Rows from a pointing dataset

※ ※ ※

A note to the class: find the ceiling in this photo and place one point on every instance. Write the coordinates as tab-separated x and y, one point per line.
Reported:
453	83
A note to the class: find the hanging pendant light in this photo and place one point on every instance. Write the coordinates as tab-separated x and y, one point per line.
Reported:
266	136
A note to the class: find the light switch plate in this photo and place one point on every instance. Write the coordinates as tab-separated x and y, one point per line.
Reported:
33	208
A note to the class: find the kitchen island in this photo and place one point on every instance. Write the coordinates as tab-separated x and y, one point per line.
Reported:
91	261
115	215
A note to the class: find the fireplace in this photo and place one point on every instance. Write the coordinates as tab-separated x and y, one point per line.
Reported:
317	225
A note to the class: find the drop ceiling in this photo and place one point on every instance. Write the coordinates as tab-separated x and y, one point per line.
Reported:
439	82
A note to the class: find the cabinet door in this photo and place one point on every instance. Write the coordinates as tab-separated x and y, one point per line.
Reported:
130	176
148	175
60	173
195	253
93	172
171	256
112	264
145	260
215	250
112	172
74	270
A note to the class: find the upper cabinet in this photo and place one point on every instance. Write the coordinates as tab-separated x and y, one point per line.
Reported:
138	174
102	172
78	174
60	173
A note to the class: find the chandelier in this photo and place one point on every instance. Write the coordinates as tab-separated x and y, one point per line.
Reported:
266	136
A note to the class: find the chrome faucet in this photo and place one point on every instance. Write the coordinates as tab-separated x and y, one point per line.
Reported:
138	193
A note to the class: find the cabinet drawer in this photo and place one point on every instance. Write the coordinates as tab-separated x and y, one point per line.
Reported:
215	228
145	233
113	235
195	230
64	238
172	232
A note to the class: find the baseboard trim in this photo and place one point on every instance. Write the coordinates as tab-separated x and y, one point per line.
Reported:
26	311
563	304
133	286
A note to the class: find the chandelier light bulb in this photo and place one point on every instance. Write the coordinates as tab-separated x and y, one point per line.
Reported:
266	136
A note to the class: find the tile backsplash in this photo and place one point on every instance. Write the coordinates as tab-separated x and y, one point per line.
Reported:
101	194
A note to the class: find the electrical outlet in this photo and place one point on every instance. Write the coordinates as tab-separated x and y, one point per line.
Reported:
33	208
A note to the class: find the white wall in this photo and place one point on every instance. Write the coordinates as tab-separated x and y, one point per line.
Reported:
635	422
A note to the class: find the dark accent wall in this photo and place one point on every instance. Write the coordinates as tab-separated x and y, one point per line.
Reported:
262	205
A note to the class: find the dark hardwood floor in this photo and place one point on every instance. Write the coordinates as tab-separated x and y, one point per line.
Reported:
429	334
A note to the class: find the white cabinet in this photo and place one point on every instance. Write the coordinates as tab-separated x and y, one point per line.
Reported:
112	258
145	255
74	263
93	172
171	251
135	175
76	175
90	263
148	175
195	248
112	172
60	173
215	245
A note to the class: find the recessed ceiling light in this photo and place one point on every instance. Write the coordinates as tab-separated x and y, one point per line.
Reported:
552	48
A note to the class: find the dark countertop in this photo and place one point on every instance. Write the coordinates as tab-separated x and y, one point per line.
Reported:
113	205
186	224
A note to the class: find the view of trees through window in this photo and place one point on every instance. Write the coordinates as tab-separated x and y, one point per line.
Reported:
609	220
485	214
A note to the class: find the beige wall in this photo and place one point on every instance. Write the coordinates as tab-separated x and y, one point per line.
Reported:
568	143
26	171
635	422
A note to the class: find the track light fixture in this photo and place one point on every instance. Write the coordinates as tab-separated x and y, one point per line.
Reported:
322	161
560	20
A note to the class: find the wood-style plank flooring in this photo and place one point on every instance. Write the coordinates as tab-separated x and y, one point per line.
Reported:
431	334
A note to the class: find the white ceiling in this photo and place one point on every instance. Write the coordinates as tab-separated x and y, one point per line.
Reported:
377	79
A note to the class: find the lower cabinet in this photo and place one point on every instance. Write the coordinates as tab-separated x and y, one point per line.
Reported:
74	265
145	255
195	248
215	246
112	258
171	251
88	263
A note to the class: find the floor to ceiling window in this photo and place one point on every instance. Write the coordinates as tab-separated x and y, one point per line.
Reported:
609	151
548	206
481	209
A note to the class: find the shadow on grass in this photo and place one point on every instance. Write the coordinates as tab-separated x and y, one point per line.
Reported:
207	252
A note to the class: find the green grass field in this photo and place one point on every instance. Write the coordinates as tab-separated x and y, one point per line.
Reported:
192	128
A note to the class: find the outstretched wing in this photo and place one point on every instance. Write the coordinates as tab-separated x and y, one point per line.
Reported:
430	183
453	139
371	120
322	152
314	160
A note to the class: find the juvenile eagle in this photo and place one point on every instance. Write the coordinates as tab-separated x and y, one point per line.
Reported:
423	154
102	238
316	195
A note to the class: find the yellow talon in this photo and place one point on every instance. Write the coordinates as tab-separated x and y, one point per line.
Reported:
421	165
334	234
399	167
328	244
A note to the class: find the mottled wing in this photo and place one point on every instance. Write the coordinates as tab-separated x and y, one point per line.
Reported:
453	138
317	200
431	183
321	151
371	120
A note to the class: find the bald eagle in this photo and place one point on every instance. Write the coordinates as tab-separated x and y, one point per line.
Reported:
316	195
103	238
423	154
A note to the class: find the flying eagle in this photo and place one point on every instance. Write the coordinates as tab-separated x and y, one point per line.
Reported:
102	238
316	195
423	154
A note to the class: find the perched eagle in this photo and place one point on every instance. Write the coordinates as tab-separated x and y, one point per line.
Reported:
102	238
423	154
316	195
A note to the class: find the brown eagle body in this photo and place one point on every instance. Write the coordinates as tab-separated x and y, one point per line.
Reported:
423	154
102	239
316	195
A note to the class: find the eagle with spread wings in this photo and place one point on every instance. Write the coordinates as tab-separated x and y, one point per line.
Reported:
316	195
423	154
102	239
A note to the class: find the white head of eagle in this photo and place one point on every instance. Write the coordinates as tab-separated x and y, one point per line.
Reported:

※ ※ ※

WHAT YOU ARE ASKED TO DO: Reproduce the full listing word for word.

RESPONSE FOR THIS EXERCISE:
A note to the class: find the ceiling in this photo and place one point on every instance. Write the coordinates as tab-separated x and y, one point per line.
Reported:
453	83
A note to the class: find the hanging pendant light in this photo and place one point on every instance. Write the coordinates as tab-separated x and y, one point per line.
Reported:
266	136
A note to the class: find the light switch plate in this photo and place one point on every instance. Write the coordinates as tab-separated x and y, one point per line.
Reported:
33	208
A note to the class: find the kitchen island in this photo and place one point on every instance. Write the coordinates as tab-separated x and y, one point per line.
Reported:
91	261
115	215
A note to the class: find the fireplace in this photo and place one point on every instance. Write the coordinates as tab-separated x and y, one point per line.
Reported:
317	225
A note to the class: find the drop ceiling in this photo and place one point on every instance. Write the coordinates as tab-separated x and y, one point per line.
Reported:
439	82
A note to the class: find the cabinet door in this photo and place one point on every instance. Write the coordinates as tab-separated x and y, one point per line.
Reported:
130	176
148	175
60	173
195	253
93	172
171	256
112	264
145	260
215	250
112	172
74	270
A note to the class: find the upper cabinet in this photo and place one point on every instance. Write the coordinates as tab-separated x and y, one point per line.
Reported:
138	174
102	172
78	174
60	173
A note to the class: find the chandelier in this photo and place one point on every instance. Write the coordinates as tab-separated x and y, one point per line.
Reported:
266	136
A note to the class: find the chrome faucet in this photo and place one point on every instance. Write the coordinates as tab-separated x and y, one point per line.
Reported:
138	193
A note to the class: find the cabinet drawer in this photo and place one point on every instance. Write the coordinates as tab-separated x and y, one point per line.
Reported:
215	228
145	233
113	235
195	230
64	238
172	232
A note to the class: find the baseboard trim in this photo and place one point on every instance. Write the coordinates as tab-separated x and y, one point per line.
Reported:
26	311
563	304
133	286
A note to the class: find the chandelier light bulb in this photo and place one point on every instance. Write the coordinates as tab-separated x and y, one point per line.
Reported:
266	136
A note to the class: find the tile backsplash in this photo and place one point on every instance. Write the coordinates as tab-separated x and y, one point per line.
Reported:
101	194
A note to the class: find the electrical outlet in this photo and place one point on every instance. Write the coordinates as tab-separated x and y, one point per line.
Reported:
33	208
A note to the class: find the white wall in this photo and place one point on every instance. Write the coordinates as tab-separated x and y, one point per line.
Reported:
635	422
A note to the class: find the dark accent wall in this photo and place one point on every instance. Write the coordinates as tab-separated x and y, one point per line.
Reported:
262	205
A note to the class: find the dark hardwood floor in this photo and place one point on every instance. Write the coordinates as tab-separated x and y, one point per line.
Reported:
429	334
A note to the class: find the white cabinet in this photo and place one point on every instance. Write the coordinates as tab-separated x and y, one point per line.
Reported:
112	258
145	255
74	263
93	172
171	251
135	175
76	175
90	263
148	175
195	248
112	172
60	173
215	245
A note to the class: find the recessed ceiling light in this photo and place one point on every instance. Write the coordinates as tab-separated x and y, one point per line.
Reported:
552	48
A note to the class: find the dark countertop in this photo and place one point on every instance. Write the coordinates as tab-separated x and y, one point per line.
Reported:
113	205
186	224
A note to the class: find the view of trees through window in this photo and place one point on every instance. Write the coordinates as tab-separated x and y, one point per line.
Reported:
609	220
485	214
A note to the class: find the beige wall in this photo and place one point on every instance. Write the coordinates as tab-separated x and y, one point per line.
Reported:
568	143
26	171
635	422
A note to the class: find the track light fixture in this photo and place one point on every instance. Write the coordinates as tab-separated x and y, one point per line.
Reported:
322	161
560	20
A note to the class: find the wood-style plank flooring in this photo and place one point on every instance. Write the coordinates as tab-separated x and y, one point per line.
Reported:
431	334
A note to the class: find the white ceiling in this photo and place one point on every instance. Write the coordinates as tab-separated x and y, one point per line.
Reported:
377	79
A note to the class: find the lower cabinet in this photo and place one point on every instance. Write the coordinates as tab-separated x and y, one point per line.
Reported:
74	265
145	255
195	248
215	246
112	258
171	251
88	263
A note to the class: find the floor to ceiling window in this photo and place one point on every instance. Write the coordinates as tab-separated x and y, one point per line.
Reported:
609	151
548	206
481	209
A note to the class: find the shadow on grass in this photo and place one point on every instance. Write the coordinates as tab-separated x and y, one point per line.
Reported:
207	252
A note to the class: find the green grass field in this photo and place one point on every instance. Write the coordinates as tab-separated x and y, one point per line.
Reported:
192	128
A note to the class: find the outstretched wing in this photo and place one point on every instance. Write the coordinates as tab-separated x and y, one point per line.
Reported:
430	183
453	139
371	120
322	152
314	160
A note to the class: find the juvenile eagle in this photo and place one point on every instance. Write the coordinates as tab-separated x and y, one point per line.
Reported:
423	154
102	238
316	195
A note to the class: find the yellow talon in this photo and place one point on every instance. Write the coordinates as tab-separated x and y, one point per line.
Reported:
421	165
334	234
399	167
328	244
A note to the class: find the mottled wing in this photo and place one point on every instance. Write the coordinates as tab-separated x and y, one point per line.
Reported:
453	138
317	200
431	183
321	151
371	120
A note to the class: find the bald eagle in this photo and place one point on every instance. Write the coordinates as tab-separated x and y, one point per line.
Reported:
316	195
103	238
423	154
A note to the class: find the flying eagle in this photo and place one point on every instance. Write the coordinates as tab-separated x and y, one point per line.
Reported:
102	238
316	195
423	154
A note to the class: find the perched eagle in this photo and place one point on every instance. Write the coordinates as tab-separated x and y, one point per line.
Reported:
102	238
423	154
316	195
A note to the class: find the brown eagle body in this photo and place one point on every instance. Write the coordinates as tab-separated x and y, one point per line.
Reported:
423	154
102	239
316	195
A note to the class: find the eagle with spread wings in this photo and place one point on every instance. Write the coordinates as tab-separated x and y, one point per line.
Reported:
316	195
423	154
102	239
A note to the class: find the white head of eagle in this photo and place one point on every instance. Write the coordinates as tab-separated x and y, one point per line.
Reported:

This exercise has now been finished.